> _What is expected_
Please copy out the rows below, swapping "bollard" for "post" and leaving everything else unchanged.

··· Dataset entries

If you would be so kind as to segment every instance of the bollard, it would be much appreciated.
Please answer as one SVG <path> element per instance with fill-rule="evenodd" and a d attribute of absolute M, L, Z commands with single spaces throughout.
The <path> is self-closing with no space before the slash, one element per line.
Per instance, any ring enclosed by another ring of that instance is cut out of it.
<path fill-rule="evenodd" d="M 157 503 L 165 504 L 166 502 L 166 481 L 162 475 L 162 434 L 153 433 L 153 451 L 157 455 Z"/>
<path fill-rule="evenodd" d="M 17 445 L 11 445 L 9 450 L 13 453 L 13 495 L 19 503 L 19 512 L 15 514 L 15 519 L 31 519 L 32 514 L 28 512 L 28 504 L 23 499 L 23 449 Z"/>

······

> _Solved exercise_
If you would be so kind as to segment every instance of the post, it would be much appreciated.
Please answer as one SVG <path> element per instance with fill-rule="evenodd" and a d attribute of absolute M, L, Z commands with single spaces throughout.
The <path> is self-closing with no space before the slash, one element per line.
Per instance, any ring enclosed by another ring of that instance is cut out of it.
<path fill-rule="evenodd" d="M 157 503 L 165 504 L 166 502 L 166 481 L 162 475 L 162 434 L 153 433 L 153 451 L 157 455 Z"/>
<path fill-rule="evenodd" d="M 17 445 L 11 445 L 9 450 L 13 453 L 13 495 L 19 503 L 19 512 L 15 514 L 15 519 L 31 519 L 32 514 L 28 512 L 28 504 L 23 499 L 23 449 Z"/>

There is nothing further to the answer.